### Task item
From the data below, return each line in which the string "optional" is found.
Study material below:
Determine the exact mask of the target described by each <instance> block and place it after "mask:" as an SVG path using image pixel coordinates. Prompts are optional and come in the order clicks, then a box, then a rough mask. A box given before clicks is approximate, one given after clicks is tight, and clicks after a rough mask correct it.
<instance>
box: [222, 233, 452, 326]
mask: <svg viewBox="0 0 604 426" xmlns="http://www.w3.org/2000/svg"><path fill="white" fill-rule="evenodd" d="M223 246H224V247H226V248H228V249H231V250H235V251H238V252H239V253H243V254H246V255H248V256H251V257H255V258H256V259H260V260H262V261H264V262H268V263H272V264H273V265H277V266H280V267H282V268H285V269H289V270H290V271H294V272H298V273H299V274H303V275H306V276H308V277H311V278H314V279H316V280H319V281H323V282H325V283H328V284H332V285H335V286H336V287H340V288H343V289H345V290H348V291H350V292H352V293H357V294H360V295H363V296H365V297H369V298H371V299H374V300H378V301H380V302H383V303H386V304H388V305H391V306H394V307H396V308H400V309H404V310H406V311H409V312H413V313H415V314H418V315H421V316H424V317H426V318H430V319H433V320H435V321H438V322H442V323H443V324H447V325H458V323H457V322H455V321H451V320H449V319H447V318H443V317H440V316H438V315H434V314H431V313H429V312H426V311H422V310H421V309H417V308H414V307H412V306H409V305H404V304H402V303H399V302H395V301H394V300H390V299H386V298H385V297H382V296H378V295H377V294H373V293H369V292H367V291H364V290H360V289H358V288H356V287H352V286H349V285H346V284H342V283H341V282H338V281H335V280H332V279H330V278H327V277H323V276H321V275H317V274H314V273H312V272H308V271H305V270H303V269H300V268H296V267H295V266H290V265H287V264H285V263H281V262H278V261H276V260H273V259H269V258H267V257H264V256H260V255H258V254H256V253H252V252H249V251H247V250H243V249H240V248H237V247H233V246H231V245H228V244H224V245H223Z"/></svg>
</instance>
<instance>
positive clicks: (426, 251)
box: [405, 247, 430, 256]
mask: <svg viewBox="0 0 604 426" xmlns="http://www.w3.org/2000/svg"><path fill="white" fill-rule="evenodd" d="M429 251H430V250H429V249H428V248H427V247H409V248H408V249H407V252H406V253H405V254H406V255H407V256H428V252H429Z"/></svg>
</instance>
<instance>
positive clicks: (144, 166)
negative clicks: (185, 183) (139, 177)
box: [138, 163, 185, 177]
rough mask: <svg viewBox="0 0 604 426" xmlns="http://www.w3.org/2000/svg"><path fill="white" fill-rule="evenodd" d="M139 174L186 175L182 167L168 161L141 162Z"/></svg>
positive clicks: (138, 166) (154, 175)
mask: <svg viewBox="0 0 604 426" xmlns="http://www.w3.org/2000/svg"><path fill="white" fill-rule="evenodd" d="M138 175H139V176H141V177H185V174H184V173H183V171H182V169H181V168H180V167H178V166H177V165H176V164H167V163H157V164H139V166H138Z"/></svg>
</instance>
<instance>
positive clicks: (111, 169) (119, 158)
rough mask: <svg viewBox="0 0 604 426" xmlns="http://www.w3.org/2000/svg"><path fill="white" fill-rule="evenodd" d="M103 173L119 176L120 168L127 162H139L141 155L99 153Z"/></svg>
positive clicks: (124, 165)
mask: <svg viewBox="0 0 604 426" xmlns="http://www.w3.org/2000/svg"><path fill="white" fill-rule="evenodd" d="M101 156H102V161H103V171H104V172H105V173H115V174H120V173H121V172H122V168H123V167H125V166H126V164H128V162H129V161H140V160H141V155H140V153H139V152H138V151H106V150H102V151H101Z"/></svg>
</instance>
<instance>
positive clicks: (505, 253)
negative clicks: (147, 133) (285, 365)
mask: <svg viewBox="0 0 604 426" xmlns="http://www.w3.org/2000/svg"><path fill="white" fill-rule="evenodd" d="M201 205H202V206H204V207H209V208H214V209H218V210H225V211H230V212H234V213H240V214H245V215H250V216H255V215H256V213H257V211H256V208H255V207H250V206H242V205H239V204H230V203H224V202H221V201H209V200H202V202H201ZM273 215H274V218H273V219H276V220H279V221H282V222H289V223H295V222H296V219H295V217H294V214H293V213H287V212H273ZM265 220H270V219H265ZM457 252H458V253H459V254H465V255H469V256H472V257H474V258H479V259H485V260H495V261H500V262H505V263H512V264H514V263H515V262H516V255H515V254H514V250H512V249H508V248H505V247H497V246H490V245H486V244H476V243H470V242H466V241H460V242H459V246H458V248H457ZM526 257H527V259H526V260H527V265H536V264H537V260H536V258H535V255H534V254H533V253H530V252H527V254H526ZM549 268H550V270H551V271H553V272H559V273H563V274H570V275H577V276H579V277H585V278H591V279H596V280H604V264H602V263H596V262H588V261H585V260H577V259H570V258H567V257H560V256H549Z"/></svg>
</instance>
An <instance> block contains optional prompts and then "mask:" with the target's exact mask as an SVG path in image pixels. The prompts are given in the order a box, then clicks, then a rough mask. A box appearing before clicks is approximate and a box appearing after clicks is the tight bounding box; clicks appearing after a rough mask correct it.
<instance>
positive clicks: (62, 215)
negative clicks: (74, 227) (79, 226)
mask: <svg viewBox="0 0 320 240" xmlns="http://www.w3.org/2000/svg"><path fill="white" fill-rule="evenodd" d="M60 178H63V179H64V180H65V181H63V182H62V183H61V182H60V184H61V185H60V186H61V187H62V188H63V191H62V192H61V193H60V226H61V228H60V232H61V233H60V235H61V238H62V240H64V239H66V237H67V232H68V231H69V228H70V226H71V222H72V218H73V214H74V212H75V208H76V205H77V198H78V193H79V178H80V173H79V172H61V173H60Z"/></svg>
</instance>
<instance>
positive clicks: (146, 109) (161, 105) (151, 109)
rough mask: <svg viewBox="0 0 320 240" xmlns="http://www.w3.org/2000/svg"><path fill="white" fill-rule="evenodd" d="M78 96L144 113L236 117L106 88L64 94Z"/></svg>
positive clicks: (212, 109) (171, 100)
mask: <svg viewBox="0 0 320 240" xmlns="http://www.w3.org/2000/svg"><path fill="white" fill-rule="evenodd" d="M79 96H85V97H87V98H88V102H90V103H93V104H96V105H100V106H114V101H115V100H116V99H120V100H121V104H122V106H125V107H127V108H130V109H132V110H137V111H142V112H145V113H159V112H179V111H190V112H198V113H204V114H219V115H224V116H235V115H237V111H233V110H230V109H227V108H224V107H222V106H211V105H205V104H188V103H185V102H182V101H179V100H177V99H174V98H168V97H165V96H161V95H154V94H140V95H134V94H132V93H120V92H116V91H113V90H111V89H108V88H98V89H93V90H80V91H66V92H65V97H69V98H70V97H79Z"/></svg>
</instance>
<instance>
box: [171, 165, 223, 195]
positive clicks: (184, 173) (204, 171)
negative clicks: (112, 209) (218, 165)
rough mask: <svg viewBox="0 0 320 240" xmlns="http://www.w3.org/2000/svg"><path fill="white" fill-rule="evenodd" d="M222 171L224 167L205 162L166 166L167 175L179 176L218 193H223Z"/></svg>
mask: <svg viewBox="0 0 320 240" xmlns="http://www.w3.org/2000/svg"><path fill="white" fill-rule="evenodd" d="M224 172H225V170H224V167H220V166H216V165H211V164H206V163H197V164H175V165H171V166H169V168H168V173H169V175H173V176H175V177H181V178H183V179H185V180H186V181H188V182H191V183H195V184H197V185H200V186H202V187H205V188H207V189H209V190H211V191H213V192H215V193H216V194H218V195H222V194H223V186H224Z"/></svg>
End of Study material.
### Exercise solution
Determine the exact mask of the target described by each <instance> block and place it after "mask:" as an SVG path using image pixel coordinates. Prompts are optional and come in the order clicks, then a box, then a rough mask. A box given before clicks is approximate, one given after clicks is tight, and clicks after a rough mask correct it.
An <instance> block contains optional prompts and then "mask:" with the target's exact mask as an SVG path in image pixels. The prompts are given in the order a box, then clicks, then a rough mask. A box appearing before clicks is approximate and a box appearing after clicks is the tight bounding box; clicks appearing after a rough mask correct it.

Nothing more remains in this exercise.